* Exercise instructions
Copy out the records from the line containing "A teaching note to the class: indicate the black" down to the end of the records, replacing "marker" with "dot" throughout and leaving everything else as it is.
******
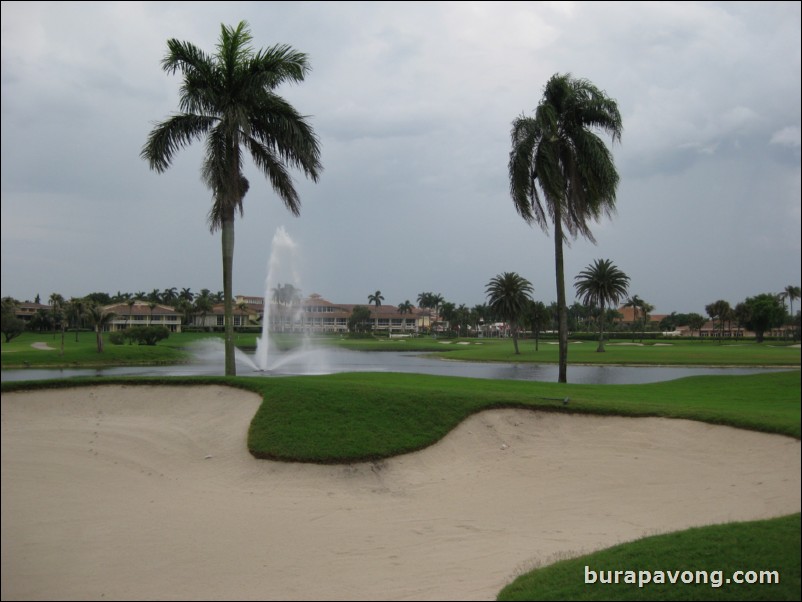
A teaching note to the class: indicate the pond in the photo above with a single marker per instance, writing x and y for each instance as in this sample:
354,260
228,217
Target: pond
332,360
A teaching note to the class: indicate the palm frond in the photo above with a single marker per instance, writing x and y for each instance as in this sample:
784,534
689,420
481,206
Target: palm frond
172,135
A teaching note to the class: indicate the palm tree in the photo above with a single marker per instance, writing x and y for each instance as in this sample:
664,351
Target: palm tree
508,297
718,309
228,100
99,320
600,284
634,302
562,172
75,311
376,298
539,318
792,293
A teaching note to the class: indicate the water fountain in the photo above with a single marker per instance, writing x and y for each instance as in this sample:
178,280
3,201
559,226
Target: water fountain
282,266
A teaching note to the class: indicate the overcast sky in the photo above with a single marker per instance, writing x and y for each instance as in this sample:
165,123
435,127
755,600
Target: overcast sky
413,104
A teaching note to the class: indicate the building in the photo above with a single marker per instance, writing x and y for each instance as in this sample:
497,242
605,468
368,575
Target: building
318,315
142,313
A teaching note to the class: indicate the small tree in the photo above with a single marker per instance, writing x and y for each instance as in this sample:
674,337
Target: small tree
11,326
539,318
696,322
763,312
508,297
99,319
601,284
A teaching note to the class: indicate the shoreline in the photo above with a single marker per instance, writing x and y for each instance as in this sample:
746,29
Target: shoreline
148,492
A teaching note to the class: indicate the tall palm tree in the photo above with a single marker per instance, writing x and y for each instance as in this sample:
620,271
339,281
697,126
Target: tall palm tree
228,100
600,284
508,297
562,172
376,298
539,318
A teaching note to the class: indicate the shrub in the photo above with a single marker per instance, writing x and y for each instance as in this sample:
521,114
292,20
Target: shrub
147,335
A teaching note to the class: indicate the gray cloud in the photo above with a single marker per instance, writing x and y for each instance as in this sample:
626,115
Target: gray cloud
413,105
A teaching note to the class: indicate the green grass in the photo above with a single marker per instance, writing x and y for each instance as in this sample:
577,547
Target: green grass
770,545
18,353
356,417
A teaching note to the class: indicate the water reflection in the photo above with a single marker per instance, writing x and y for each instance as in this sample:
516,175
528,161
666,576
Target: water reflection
341,360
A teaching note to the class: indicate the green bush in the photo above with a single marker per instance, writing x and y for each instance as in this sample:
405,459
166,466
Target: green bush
147,335
118,337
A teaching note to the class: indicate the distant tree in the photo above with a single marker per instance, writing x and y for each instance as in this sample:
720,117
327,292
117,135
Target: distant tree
696,322
601,284
12,326
376,298
508,297
204,304
635,303
764,312
75,313
718,310
56,311
130,303
99,320
98,297
792,293
151,305
561,171
169,296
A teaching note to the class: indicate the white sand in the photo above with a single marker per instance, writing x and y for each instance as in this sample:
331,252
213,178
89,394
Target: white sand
149,493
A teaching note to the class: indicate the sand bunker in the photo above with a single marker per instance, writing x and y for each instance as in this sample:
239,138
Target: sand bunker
120,492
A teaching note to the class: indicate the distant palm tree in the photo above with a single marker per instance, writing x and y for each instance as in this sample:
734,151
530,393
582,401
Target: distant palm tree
75,310
376,298
634,302
718,309
601,284
539,318
99,320
508,298
228,100
561,172
792,293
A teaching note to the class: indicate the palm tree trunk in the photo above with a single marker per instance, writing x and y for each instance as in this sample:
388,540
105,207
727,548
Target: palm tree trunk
600,348
227,229
562,310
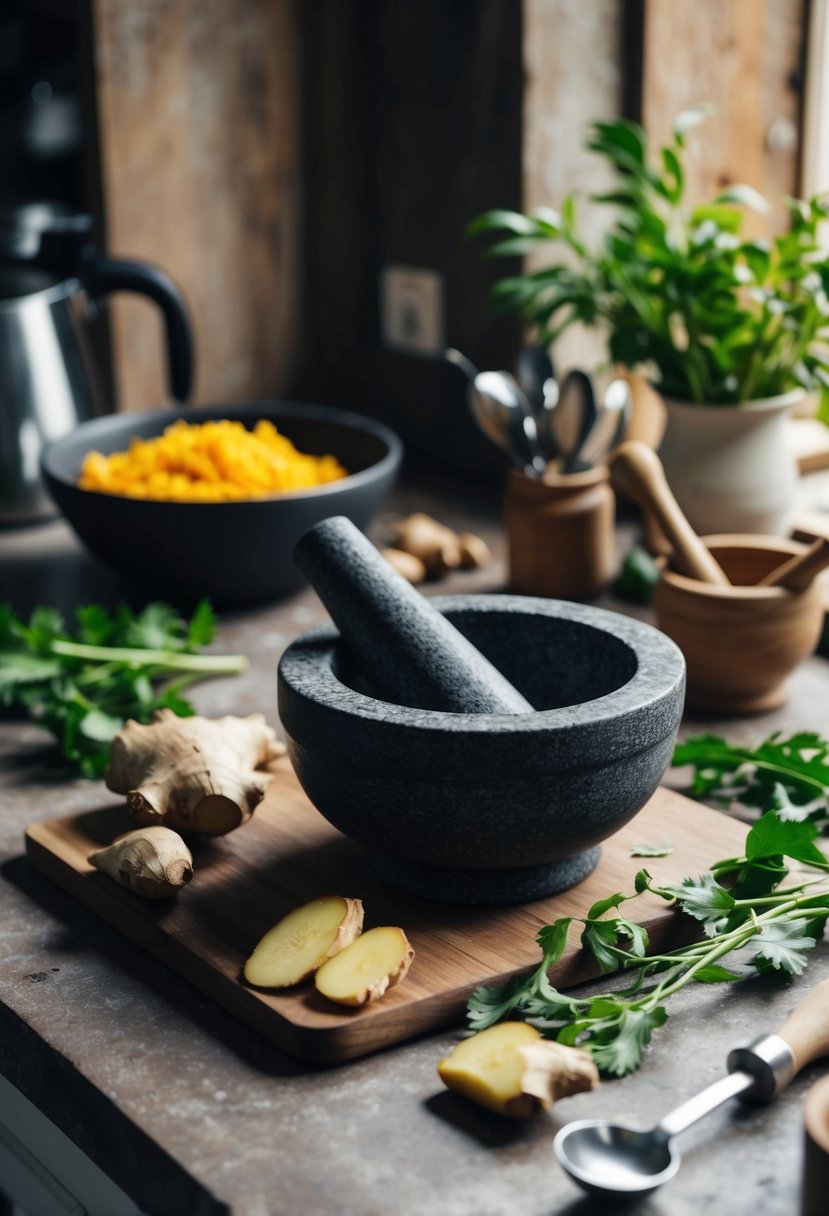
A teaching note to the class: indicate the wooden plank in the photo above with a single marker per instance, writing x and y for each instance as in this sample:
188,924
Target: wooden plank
198,116
574,76
288,854
743,56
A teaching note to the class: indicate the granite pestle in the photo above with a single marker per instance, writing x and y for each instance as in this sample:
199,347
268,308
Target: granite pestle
407,649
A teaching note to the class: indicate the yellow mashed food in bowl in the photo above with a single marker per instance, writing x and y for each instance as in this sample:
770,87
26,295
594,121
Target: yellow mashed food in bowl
208,462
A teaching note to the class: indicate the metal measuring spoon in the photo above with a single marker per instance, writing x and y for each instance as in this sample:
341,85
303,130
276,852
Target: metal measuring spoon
503,414
573,417
534,367
612,422
498,404
616,1161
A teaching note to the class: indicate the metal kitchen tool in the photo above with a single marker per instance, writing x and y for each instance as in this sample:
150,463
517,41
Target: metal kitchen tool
534,371
503,414
637,472
612,421
800,570
573,418
615,1161
543,418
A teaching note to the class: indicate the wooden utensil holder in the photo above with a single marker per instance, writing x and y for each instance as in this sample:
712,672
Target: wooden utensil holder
560,533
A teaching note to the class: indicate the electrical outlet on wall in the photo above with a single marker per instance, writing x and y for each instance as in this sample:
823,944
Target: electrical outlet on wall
412,310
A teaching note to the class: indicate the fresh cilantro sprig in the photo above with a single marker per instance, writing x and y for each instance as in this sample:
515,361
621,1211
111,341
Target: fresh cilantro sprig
790,776
745,911
84,685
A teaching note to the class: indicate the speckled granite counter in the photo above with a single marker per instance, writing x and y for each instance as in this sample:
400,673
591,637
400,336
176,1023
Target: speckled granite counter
191,1113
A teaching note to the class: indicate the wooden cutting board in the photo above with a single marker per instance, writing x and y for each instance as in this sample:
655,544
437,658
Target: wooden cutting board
287,854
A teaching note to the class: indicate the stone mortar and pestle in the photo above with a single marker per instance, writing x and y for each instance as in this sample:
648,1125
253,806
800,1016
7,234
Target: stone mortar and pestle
479,747
744,609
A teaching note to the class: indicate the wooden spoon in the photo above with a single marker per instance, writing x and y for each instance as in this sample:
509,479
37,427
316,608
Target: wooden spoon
637,472
801,569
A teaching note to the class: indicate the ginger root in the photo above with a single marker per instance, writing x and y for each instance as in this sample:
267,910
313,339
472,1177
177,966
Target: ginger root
438,547
367,968
511,1069
303,940
192,773
153,862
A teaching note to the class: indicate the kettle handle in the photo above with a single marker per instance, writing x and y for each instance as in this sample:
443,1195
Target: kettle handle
103,275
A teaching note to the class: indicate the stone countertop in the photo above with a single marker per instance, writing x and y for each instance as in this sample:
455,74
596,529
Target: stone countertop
190,1112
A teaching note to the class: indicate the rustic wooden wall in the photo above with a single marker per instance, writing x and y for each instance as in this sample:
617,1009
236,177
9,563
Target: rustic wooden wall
745,57
575,73
198,127
413,125
275,155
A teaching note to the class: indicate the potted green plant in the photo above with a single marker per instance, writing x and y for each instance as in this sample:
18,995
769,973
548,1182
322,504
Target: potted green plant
732,330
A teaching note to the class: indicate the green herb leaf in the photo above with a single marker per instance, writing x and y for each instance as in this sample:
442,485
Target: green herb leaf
83,688
489,1005
552,940
652,850
619,1050
701,898
716,974
783,945
772,837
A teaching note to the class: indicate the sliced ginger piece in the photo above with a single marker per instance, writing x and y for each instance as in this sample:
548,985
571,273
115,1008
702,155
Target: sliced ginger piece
303,940
367,968
511,1069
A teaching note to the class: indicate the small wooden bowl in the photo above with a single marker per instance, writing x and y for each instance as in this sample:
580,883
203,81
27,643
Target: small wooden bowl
816,1149
743,641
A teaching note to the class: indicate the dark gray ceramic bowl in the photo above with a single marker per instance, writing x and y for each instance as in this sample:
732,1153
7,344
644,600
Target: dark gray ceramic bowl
236,553
485,808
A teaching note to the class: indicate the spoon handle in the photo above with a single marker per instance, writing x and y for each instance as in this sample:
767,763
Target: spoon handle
637,471
806,1030
703,1103
801,569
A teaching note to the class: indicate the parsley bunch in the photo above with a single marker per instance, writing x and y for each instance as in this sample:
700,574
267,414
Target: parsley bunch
743,905
84,686
790,776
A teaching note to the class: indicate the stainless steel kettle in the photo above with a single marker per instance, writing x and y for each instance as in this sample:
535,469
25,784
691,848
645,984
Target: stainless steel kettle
51,279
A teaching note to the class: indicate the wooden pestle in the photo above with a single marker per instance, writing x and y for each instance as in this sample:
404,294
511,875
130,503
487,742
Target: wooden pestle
636,471
801,569
410,652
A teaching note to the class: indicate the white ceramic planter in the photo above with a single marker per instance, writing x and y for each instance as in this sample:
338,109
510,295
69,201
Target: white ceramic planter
732,467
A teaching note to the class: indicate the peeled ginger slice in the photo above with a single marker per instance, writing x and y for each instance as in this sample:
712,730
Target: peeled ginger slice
303,940
367,968
511,1069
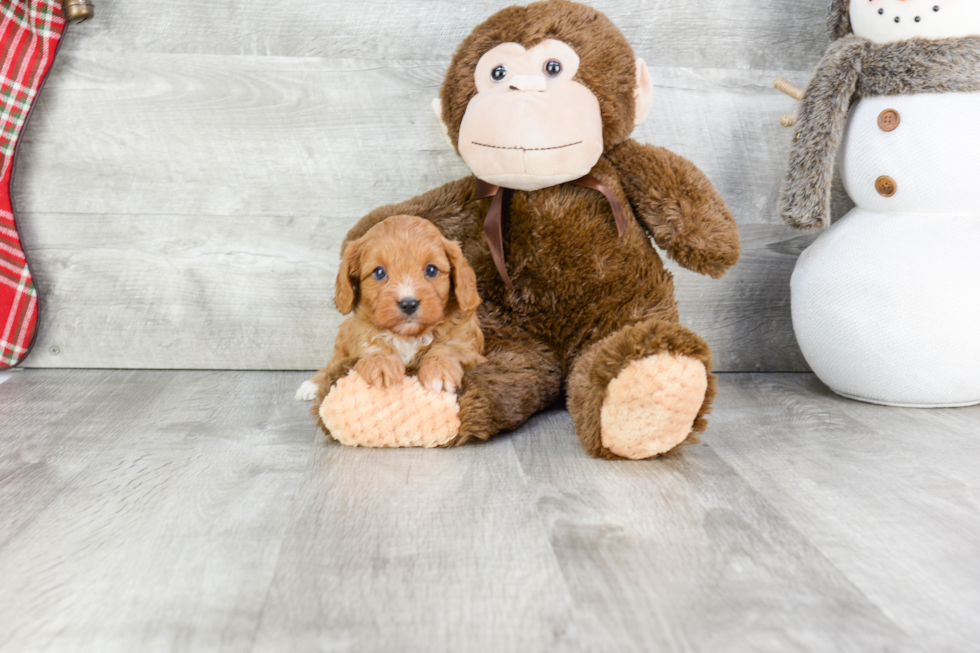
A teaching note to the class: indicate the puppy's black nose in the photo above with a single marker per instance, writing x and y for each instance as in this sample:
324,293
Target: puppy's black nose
409,305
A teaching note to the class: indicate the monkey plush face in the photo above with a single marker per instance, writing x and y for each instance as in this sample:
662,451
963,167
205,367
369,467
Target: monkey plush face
887,21
531,124
536,94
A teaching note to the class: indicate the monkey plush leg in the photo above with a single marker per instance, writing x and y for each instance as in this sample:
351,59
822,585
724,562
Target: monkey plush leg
519,378
641,391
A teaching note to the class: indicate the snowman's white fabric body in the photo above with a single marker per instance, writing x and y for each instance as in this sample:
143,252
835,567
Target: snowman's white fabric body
886,302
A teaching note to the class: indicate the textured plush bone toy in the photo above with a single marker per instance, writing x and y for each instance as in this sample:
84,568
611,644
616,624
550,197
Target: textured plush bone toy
556,221
886,303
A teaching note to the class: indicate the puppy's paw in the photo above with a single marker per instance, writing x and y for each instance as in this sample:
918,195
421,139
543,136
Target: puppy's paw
307,391
381,371
439,374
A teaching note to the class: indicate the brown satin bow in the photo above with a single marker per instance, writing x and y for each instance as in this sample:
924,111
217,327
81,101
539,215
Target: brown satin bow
493,224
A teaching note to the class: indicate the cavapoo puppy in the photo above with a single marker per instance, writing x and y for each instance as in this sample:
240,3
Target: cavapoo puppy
414,300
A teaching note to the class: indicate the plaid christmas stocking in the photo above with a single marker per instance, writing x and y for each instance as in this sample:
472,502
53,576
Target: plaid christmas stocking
29,34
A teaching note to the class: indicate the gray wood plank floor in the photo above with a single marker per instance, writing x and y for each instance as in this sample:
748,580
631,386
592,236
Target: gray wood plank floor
200,511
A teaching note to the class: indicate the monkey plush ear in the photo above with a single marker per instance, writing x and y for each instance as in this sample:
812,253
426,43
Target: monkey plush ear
643,93
348,279
464,279
437,107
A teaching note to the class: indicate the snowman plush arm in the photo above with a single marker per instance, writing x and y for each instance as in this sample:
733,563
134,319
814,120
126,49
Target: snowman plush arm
819,128
680,208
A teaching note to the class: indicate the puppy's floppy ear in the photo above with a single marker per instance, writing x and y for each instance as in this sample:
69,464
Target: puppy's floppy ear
348,278
463,277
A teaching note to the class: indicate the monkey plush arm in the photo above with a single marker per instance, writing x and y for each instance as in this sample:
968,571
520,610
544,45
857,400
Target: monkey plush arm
679,206
450,207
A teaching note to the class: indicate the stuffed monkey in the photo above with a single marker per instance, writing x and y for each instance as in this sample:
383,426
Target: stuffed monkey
556,221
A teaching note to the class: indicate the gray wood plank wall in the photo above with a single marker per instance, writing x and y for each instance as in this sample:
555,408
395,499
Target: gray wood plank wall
191,168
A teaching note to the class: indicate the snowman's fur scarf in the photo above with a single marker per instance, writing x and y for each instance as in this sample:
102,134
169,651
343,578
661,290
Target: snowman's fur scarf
839,18
855,67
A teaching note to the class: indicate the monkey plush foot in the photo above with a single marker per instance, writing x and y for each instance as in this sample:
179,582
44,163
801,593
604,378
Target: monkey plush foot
650,407
407,415
641,391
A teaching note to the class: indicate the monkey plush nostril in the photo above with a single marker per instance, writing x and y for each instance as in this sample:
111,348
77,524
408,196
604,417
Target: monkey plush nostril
408,305
528,83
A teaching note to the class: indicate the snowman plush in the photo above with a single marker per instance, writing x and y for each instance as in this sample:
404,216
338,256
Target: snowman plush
886,302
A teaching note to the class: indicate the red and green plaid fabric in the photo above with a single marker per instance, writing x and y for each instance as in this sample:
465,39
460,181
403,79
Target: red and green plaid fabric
29,35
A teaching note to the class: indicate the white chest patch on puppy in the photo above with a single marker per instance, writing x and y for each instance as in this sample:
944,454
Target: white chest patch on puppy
405,347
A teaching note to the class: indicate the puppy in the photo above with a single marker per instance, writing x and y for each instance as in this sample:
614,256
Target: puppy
414,301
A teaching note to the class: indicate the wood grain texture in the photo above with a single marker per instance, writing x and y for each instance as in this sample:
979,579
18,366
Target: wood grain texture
195,221
700,33
890,496
200,511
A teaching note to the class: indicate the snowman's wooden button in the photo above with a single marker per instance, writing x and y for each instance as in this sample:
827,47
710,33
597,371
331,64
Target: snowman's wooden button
888,120
886,186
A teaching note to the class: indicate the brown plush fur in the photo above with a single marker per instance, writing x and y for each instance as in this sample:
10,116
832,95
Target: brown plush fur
604,360
579,288
854,67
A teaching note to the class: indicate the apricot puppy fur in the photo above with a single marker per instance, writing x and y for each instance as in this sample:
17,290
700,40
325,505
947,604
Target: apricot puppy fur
414,301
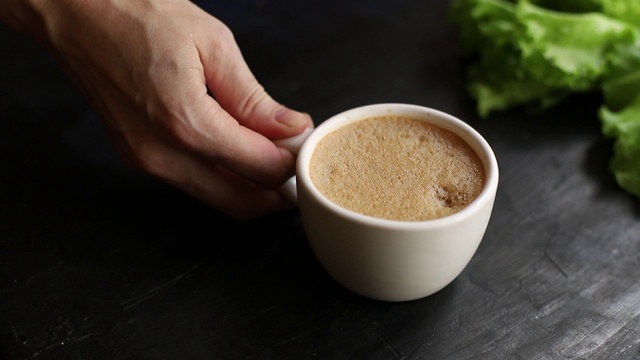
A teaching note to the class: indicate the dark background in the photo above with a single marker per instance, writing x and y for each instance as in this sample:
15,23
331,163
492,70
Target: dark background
100,262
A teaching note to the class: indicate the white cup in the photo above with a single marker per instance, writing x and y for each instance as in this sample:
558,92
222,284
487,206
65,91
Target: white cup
382,259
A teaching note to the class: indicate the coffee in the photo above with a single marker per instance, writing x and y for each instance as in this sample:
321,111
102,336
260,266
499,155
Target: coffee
397,168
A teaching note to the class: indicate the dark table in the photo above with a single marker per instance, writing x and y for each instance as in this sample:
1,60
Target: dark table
98,261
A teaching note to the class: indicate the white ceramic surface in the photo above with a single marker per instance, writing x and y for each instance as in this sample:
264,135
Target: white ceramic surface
387,259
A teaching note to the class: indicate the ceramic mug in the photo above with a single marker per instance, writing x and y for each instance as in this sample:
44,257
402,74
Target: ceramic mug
390,260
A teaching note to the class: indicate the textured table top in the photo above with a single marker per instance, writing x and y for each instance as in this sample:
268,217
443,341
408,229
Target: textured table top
100,262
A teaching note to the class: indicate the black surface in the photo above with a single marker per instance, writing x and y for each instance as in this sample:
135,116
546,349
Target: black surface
99,262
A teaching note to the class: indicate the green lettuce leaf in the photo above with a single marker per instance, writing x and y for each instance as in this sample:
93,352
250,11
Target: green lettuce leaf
536,53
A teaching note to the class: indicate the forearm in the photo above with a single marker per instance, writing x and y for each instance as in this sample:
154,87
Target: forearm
55,21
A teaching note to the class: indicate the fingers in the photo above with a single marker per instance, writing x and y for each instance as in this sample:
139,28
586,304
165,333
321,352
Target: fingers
215,186
237,90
******
* Exercise result
A teaching note to the class: indicate the black surface in the photo above with a single dot per instance, writing x and y for each instance as in this sample:
135,116
546,349
Target: black surface
99,262
A teaching note to the class: indicate the green lettuce leaf in the photo above with a single dot per instance, writing x and y for each instance as in this sample:
93,352
250,11
Target: green lettuce leaf
536,53
A teaching note to the class: indicate the forearm in the photo above with a single dot per instance, writing x and y for each instance as in this sample:
154,87
Target: forearm
55,21
A teaching note to the class: indicate the fingers in the photo above with a single dot per instance, writing x and y for each instance as in this sample:
139,28
586,304
165,333
321,352
Target: fingers
215,186
237,90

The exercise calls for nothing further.